→ **DATA PROVIDED**:
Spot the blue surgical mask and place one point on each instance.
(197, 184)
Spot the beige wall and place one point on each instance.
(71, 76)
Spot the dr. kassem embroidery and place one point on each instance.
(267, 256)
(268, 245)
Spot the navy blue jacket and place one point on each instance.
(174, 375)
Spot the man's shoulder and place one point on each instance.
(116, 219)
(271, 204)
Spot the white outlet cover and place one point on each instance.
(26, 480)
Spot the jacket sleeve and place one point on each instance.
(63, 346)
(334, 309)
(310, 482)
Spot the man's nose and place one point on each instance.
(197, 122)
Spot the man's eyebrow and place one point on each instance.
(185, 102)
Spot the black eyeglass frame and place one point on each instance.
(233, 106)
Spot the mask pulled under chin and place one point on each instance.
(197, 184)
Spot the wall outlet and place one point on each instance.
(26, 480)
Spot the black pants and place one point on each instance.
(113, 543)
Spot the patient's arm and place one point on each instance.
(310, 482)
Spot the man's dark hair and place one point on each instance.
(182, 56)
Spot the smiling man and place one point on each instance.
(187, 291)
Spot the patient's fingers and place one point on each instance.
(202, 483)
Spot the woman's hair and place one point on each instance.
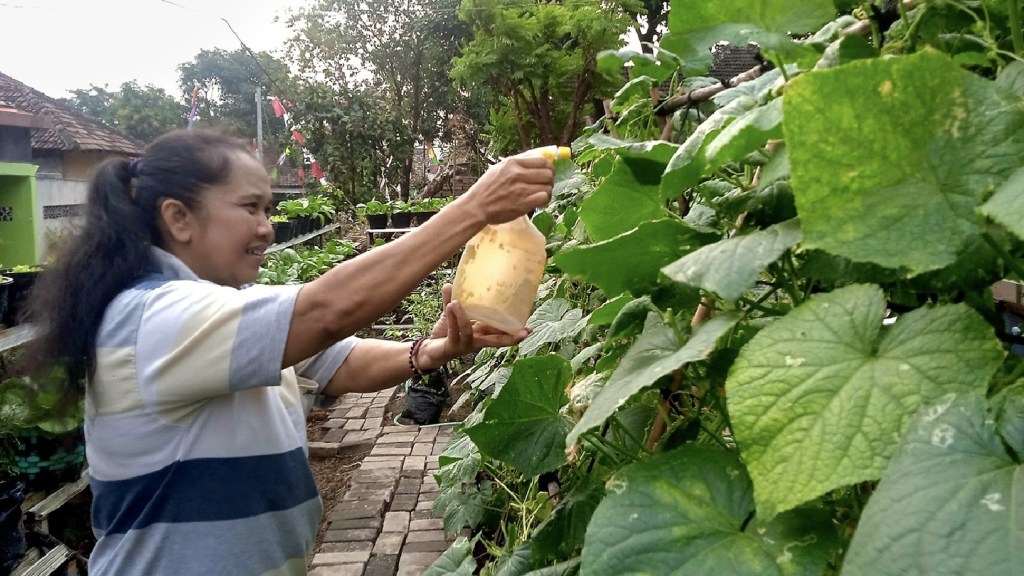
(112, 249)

→ **WHAT THE TASK REQUIRES**: Convert every item above into a two-column CSV with the header columns "instruction" and "points". Give one row per item, placing its text and its answer each in a single quoted field with any line breaks replaced by spaces, and omit the pictures.

→ **EXPECTED ANSWER**:
instruction,points
"Spot the blue surgical mask and place one point on each instance.","(197, 184)"
"Spot the beige wall and place one point on each instance.","(71, 76)"
"Spot the dr. kassem embroidery and place one point on each instance.","(267, 256) (268, 245)"
"Spot the navy blue jacket and place one point on each instance.","(174, 375)"
"Spot the man's shoulder and place one point on each instance.","(116, 219) (271, 204)"
"Spot the white outlet cover and place one point on each instance.","(26, 480)"
"Spot the jacket sleeve and place one point on each instance.","(63, 346) (334, 309) (310, 482)"
"Spot the man's nose and place one point on each instance.","(197, 122)"
"Spot the man's eyebrow and place one point on each instance.","(185, 102)"
"Spot the black eyeglass frame and place one point on each instance.","(233, 106)"
"Spot the mask pulled under chin and place one point on each instance.","(197, 184)"
"Spot the wall outlet and place one point on each instance.","(26, 480)"
"Spot the black pants and place one point on each instance.","(113, 543)"
"Spot the patient's arm and place one point on each instance.","(310, 482)"
"Spot the man's dark hair and place one point on each instance.","(182, 56)"
"Spot the smiling man and place one point on each instance.","(187, 291)"
"Spot the patient's fingers and place one point on each instance.","(202, 483)"
"Spot the woman's hair and place one point on each instance.","(112, 249)"